• _Faça isto_
Reproduza, sem nenhuma alteração, o trecho do texto sobre stalking que vai de "O stalking é" até "algo extremamente perigoso.".

== Trecho da fonte ==

1. STALKING – UMA VISÃO GERAL

O stalking é um fenômeno antigo, no entanto, é observado mais cuidadosamente pela sociedade há poucos anos. Cometer stalking é instigar o medo, criar incertezas e destruir vidas. Não são raros os casos que envolvem grave violência e até morte. Esse comportamento começa com atitudes inocentes, que em um primeiro momento são vistas como “um mero incidente” ou uma demonstração exagerada de zelo e amor, longe de ser algo destrutivo, mas que com o tempo pode se tornar algo extremamente perigoso.

O ato não é criminalizado “diretamente” no Brasil, o que difere de várias outras nações. Isso não quer dizer que o fenômeno não esteja acontecendo em nosso país, muito pelo contrário, ele acontece e muitas vezes é deixado de lado ou analisado sob um prisma diferente. A história está repleta de casos em que, principalmente homens, monitoraram, seguiram, e após cometerem esses atos sem nenhum tipo de reprovação, estupraram e assassinaram mulheres. Até o cinema já abordou o tema de forma direta em diversos filmes (dormindo com o inimigo, pacto sinistro, atração fatal, entre outros). Com o passar dos anos e a observância deste tipo de tragédia, os estudiosos da psicologia e da lei começaram a buscar respostas ao problema.

1.1 O Conceito de Stalking e seu efeito na sociedade

A palavra stalking é fruto das práticas de caça e foi transformada para ser aplicada no direito penal. O termo deriva do verbo stalk, que não tem uma tradução exata para o português, mas se aproxima de “perseguir incessantemente” (no contexto da caça é quando o predador persegue a presa de forma contínua). Os stalkers são “perseguidores” que possuem um comportamento obsessivo direcionado a outra pessoa, eles procuram sempre, agindo de forma intencional e de acordo com um curso de conduta, seguir, obter informações e controlar a vida de outra pessoa, causando dano psicológico. A criminalização do stalking surgiu nos Estados Unidos, especificamente no estado da Califórnia em 1990 e rapidamente se espalhou pelo mundo, com reflexos diretos e indiretos em diversas legislações.

===
== Listagem fornecida ==

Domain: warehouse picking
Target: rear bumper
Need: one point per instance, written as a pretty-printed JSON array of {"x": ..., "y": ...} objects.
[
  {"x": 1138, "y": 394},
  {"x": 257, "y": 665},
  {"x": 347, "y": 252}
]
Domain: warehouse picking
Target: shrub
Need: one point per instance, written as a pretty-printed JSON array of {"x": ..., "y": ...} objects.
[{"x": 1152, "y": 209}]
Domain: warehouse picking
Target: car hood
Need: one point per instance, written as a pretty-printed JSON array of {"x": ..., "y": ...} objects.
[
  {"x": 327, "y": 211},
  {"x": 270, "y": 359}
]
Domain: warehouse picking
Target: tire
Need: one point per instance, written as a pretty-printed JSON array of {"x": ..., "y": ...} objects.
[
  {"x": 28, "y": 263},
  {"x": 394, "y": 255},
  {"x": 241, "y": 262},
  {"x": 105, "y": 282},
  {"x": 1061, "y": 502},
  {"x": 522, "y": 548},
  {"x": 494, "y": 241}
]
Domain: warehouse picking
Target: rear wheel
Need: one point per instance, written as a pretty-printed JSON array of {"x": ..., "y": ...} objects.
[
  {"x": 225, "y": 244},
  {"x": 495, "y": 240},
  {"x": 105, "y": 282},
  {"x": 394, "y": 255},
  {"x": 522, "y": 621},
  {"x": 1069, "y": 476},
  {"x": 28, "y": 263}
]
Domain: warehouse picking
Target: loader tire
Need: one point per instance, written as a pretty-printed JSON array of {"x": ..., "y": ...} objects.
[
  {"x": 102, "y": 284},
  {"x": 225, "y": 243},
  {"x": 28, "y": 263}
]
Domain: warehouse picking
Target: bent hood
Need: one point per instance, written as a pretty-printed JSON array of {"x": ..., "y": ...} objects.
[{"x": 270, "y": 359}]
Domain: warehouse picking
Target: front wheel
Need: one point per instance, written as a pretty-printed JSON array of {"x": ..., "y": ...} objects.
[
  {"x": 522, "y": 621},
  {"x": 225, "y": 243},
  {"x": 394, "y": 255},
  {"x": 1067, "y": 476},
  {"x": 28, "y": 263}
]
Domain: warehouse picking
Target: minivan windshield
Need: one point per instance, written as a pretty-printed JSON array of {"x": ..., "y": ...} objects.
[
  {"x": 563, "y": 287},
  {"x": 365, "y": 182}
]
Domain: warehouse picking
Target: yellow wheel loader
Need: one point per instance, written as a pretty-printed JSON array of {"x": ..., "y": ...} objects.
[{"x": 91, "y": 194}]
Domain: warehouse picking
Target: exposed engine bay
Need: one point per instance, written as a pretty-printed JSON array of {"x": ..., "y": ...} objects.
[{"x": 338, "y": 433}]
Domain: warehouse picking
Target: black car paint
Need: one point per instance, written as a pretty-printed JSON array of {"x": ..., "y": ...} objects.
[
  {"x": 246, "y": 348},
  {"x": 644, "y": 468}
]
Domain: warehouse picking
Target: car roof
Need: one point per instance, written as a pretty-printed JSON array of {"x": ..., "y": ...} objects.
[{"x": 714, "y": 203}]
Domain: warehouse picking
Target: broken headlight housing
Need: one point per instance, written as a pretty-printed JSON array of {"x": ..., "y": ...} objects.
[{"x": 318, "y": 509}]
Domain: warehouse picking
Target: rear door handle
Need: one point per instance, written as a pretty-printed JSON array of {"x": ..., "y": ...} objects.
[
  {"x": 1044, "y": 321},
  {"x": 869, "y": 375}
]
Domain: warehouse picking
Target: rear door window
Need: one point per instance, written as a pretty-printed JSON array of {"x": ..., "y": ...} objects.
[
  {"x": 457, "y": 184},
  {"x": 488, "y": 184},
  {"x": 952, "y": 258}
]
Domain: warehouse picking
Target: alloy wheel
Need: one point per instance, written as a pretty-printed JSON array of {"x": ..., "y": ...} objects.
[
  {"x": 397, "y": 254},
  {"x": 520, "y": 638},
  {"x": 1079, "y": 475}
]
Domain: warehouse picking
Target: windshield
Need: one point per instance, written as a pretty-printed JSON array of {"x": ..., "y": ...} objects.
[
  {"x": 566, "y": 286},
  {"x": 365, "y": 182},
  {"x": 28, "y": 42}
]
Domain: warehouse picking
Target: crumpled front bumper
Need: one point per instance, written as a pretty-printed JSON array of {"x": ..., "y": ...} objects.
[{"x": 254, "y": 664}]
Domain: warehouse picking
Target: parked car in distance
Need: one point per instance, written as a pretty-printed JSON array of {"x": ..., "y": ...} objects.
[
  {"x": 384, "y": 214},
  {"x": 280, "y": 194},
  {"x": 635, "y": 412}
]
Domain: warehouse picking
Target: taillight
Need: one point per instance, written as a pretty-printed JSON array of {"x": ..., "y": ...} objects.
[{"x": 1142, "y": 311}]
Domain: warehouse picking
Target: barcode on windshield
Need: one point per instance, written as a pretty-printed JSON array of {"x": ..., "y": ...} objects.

===

• _Resultado_
O stalking é um fenômeno antigo, no entanto, é observado mais cuidadosamente pela sociedade há poucos anos. Cometer stalking é instigar o medo, criar incertezas e destruir vidas. Não são raros os casos que envolvem grave violência e até morte. Esse comportamento começa com atitudes inocentes, que em um primeiro momento são vistas como “um mero incidente” ou uma demonstração exagerada de zelo e amor, longe de ser algo destrutivo, mas que com o tempo pode se tornar algo extremamente perigoso.